**EXERCISE INPUT**
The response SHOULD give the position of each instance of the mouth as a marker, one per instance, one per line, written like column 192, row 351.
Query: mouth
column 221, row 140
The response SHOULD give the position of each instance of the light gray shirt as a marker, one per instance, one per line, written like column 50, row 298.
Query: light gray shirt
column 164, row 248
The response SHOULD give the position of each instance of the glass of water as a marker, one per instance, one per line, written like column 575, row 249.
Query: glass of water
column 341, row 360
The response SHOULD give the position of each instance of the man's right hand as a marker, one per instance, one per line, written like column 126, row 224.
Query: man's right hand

**THE PROBLEM**
Reproduce the records above verbatim, line by line.

**COMPLETED TASK**
The response SHOULD give the position of each instance of the mouth as a marker, one per instance, one per line, written like column 192, row 351.
Query: mouth
column 221, row 140
The response SHOULD give the position of each instance of the light gray shirt as a marker, one per instance, one per line, written like column 50, row 298.
Query: light gray shirt
column 164, row 248
The response SHOULD give the position of each instance of the glass of water as a marker, one per instance, one per line, written like column 575, row 249.
Query: glass of water
column 341, row 360
The response SHOULD give the position of each instance of the man's right hand as a marker, one per instance, one per line, written like column 126, row 224.
Query: man's right hand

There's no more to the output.